-------- THE DATA

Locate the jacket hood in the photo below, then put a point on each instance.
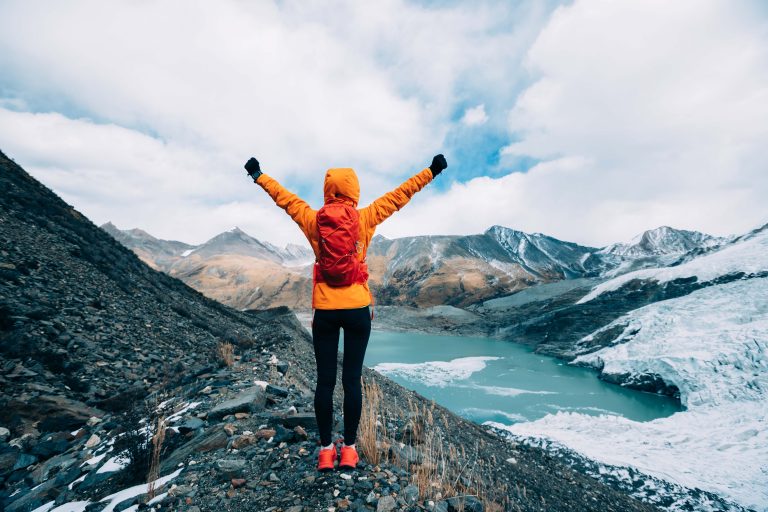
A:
(341, 183)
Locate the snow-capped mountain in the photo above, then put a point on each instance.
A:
(418, 271)
(238, 242)
(662, 241)
(159, 254)
(697, 330)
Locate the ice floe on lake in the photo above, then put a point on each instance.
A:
(436, 373)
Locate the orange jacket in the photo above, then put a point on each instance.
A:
(342, 183)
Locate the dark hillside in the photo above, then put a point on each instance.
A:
(83, 318)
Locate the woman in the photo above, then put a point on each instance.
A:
(339, 234)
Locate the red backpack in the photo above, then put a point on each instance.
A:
(338, 225)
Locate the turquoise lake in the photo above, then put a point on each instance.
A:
(491, 380)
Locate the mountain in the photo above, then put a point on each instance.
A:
(696, 330)
(461, 270)
(159, 254)
(661, 241)
(232, 267)
(114, 374)
(237, 242)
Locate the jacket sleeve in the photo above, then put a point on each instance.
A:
(293, 205)
(379, 210)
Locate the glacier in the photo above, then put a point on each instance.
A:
(713, 345)
(749, 256)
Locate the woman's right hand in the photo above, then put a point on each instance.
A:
(253, 168)
(438, 165)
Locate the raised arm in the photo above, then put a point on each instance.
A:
(379, 210)
(293, 205)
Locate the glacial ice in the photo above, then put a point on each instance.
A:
(713, 345)
(749, 256)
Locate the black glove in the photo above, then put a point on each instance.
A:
(253, 168)
(438, 164)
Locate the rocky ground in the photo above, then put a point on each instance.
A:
(96, 347)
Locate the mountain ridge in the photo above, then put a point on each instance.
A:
(417, 271)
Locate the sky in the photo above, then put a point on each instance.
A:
(588, 120)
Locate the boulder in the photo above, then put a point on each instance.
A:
(249, 400)
(231, 468)
(213, 439)
(303, 419)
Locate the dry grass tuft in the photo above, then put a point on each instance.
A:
(372, 430)
(226, 353)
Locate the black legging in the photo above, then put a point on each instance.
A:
(325, 337)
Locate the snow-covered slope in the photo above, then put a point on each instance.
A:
(713, 345)
(661, 241)
(748, 256)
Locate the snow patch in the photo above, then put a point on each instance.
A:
(116, 463)
(137, 490)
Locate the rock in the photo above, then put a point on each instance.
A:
(464, 504)
(8, 456)
(265, 433)
(190, 425)
(52, 444)
(300, 432)
(52, 413)
(33, 499)
(242, 441)
(386, 504)
(231, 468)
(213, 439)
(277, 390)
(250, 400)
(124, 399)
(302, 419)
(406, 453)
(24, 460)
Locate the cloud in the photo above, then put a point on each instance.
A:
(642, 114)
(113, 173)
(171, 89)
(611, 117)
(475, 116)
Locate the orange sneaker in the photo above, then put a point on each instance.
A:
(349, 457)
(326, 458)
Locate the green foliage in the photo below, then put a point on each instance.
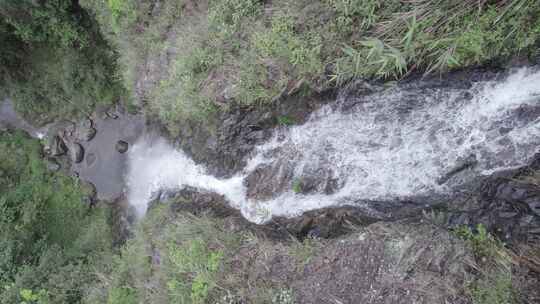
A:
(57, 63)
(494, 283)
(281, 42)
(495, 290)
(50, 239)
(250, 52)
(425, 36)
(283, 296)
(55, 21)
(304, 251)
(194, 254)
(200, 264)
(122, 296)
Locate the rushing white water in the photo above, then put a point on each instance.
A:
(389, 145)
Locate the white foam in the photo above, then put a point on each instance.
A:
(389, 146)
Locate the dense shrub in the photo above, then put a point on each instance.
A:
(50, 240)
(57, 64)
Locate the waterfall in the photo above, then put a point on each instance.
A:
(390, 144)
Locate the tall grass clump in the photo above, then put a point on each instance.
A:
(493, 283)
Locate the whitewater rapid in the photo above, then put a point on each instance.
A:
(391, 144)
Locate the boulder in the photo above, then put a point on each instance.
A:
(58, 146)
(89, 193)
(76, 152)
(122, 146)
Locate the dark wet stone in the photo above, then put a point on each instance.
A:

----------------

AIM OF THE EXERCISE. Using the records above, gather all lines where the string "black" is present.

ANSWER BOX.
Locate the black glove in the photo above, then put a point on each instance.
Locate the black legging in the photo above, then put a point on each instance.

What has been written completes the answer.